_Given passage_:
┌──

(Did anyone notice that Catan reference in the second Kinfolk comic? No? Ah well, doesn’t matter, just my ’tism being the ’tism.) Okay anyway, I think I may have found Eden and I thought it important to report back to the internet. In the actual real world, I’m currently sitting on a creaking leather chair in a pub that’s older than capitalism (the pub, not the chair), listening to the crackle of a huuuuge log fire and the occasional creak of ancient floorboards as one or two people move about the otherwise empty place. Bliss.
Hold on … the mantlepiece of this fire is taller than I am!! Crazy. I mean I’m not particularly tall, but still. I could walk bodily into the fireplace without stooping. [Edit: Oop, no I can’t. Nearly, though.] This is one of the things I love about Merrie Olde Englande, you can’t beat the ancient crap lying about; this pub is about an hour’s walk from my home and I’ve never tried to walk to this particular one before, but here we are. Oak barrels and dark smugglers booths and candles and … it’s like a scene from the Witcher, except real and actual and basically untouched for hundreds of years. I love places like this. Zero gambling machines, zero LED lights, zero wifi, zero music, and there isn’t even a Carling label or a bag of nuts to be seen. Just in-house brewery and Camra signs. Perfect.
In fact the only thing that suggests this is not Eden, is that … I just bought a pint of organic ale and the guy said “That’s £7.40 please”.
And I said pardon me.
As we know, in the 1600s, £7.40 would’ve bought you a house, a pig, a vast barrel of [obviously organic] ale and a clutch of sluts for a month of big-titted debauchery.

└──

_Bounding-box records_:
┌──

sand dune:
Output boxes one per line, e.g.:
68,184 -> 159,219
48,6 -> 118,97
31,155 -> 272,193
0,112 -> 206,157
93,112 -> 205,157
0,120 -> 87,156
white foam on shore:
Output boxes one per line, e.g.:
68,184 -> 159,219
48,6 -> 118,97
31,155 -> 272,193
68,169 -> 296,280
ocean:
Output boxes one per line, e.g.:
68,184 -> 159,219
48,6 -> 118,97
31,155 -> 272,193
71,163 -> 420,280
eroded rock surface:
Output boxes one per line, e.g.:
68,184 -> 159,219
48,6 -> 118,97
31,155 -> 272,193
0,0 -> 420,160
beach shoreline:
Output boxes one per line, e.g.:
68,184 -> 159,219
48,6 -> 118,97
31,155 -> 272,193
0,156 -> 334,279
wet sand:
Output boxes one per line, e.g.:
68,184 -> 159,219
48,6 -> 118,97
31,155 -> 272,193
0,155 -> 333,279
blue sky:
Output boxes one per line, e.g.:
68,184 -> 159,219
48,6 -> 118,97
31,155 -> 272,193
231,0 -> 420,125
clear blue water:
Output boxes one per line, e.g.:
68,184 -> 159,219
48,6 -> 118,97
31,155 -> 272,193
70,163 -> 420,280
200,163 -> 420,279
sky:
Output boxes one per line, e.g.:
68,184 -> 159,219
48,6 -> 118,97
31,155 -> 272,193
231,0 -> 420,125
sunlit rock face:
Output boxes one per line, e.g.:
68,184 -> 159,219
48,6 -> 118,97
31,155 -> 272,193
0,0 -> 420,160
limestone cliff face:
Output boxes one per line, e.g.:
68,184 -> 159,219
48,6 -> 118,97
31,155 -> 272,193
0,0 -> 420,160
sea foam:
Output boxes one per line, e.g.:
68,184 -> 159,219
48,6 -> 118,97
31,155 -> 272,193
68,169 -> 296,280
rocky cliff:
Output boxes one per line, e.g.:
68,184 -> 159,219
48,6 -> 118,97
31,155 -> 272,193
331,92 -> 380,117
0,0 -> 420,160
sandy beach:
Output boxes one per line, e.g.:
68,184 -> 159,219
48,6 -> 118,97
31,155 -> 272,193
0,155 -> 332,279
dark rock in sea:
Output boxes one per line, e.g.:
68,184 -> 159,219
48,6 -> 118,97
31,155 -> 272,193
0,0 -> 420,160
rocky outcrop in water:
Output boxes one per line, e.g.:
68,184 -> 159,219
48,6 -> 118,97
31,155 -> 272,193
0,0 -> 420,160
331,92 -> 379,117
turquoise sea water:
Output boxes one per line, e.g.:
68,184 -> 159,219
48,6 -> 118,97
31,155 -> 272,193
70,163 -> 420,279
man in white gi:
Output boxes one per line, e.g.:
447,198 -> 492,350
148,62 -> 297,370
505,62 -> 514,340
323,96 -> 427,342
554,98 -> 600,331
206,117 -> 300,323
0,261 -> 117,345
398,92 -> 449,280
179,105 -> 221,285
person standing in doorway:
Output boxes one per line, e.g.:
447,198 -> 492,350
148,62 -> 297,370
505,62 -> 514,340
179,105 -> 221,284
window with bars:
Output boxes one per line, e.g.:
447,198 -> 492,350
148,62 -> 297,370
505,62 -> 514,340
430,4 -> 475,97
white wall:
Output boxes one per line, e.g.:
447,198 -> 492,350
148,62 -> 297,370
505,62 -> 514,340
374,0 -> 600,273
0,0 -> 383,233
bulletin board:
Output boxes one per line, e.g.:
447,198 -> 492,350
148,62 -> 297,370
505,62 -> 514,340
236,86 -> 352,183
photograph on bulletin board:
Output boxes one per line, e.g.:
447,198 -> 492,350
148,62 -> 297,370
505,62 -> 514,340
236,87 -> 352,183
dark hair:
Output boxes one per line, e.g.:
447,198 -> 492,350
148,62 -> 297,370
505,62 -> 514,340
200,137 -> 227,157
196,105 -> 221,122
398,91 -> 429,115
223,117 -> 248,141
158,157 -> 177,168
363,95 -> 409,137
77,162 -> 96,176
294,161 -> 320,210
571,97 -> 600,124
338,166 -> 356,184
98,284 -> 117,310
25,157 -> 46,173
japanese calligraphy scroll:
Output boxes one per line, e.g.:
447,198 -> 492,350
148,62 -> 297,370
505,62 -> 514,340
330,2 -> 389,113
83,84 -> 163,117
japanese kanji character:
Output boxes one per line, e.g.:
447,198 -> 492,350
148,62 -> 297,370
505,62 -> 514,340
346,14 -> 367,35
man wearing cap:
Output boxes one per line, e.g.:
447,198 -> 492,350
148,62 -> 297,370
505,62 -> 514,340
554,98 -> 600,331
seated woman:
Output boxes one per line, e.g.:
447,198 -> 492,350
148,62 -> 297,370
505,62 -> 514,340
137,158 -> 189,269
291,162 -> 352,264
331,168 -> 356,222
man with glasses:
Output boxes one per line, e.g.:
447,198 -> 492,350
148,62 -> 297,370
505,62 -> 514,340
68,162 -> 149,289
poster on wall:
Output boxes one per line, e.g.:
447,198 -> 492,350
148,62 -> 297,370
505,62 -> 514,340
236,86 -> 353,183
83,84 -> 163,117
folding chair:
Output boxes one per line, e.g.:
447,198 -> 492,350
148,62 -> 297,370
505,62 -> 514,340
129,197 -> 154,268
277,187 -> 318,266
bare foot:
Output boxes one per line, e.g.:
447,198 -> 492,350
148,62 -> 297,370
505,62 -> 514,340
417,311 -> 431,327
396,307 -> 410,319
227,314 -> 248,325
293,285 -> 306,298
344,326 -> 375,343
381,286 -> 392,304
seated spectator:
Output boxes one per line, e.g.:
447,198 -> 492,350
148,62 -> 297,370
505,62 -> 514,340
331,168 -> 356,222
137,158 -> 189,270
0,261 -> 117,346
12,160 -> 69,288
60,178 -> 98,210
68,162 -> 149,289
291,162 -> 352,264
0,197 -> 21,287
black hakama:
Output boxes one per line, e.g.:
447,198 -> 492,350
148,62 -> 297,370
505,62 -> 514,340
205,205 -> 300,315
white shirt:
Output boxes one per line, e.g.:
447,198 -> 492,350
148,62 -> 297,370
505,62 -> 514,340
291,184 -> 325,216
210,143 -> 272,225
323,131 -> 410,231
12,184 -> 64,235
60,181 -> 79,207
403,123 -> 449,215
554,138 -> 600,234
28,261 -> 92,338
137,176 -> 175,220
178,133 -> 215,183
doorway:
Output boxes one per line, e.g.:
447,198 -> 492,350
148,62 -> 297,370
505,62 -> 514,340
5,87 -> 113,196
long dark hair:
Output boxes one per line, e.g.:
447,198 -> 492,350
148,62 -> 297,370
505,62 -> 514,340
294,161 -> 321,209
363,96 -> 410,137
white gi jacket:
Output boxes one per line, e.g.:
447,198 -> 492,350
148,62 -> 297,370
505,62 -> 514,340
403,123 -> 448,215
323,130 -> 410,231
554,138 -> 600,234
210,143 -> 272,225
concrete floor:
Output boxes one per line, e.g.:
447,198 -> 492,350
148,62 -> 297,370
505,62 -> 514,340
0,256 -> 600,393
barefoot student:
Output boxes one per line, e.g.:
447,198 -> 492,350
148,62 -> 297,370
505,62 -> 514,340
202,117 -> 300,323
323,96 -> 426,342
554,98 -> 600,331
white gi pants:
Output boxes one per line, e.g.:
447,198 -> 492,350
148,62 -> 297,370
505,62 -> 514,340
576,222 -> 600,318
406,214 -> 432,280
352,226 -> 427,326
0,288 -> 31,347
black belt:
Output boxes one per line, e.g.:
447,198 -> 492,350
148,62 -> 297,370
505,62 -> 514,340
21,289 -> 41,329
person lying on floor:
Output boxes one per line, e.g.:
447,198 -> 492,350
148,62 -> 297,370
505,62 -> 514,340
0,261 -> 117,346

└──

_Written request_:
Reproduce the part of the old-pub post that runs from "Hold on … the" to "Camra signs. Perfect.".

_Output of the task_:
Hold on … the mantlepiece of this fire is taller than I am!! Crazy. I mean I’m not particularly tall, but still. I could walk bodily into the fireplace without stooping. [Edit: Oop, no I can’t. Nearly, though.] This is one of the things I love about Merrie Olde Englande, you can’t beat the ancient crap lying about; this pub is about an hour’s walk from my home and I’ve never tried to walk to this particular one before, but here we are. Oak barrels and dark smugglers booths and candles and … it’s like a scene from the Witcher, except real and actual and basically untouched for hundreds of years. I love places like this. Zero gambling machines, zero LED lights, zero wifi, zero music, and there isn’t even a Carling label or a bag of nuts to be seen. Just in-house brewery and Camra signs. Perfect.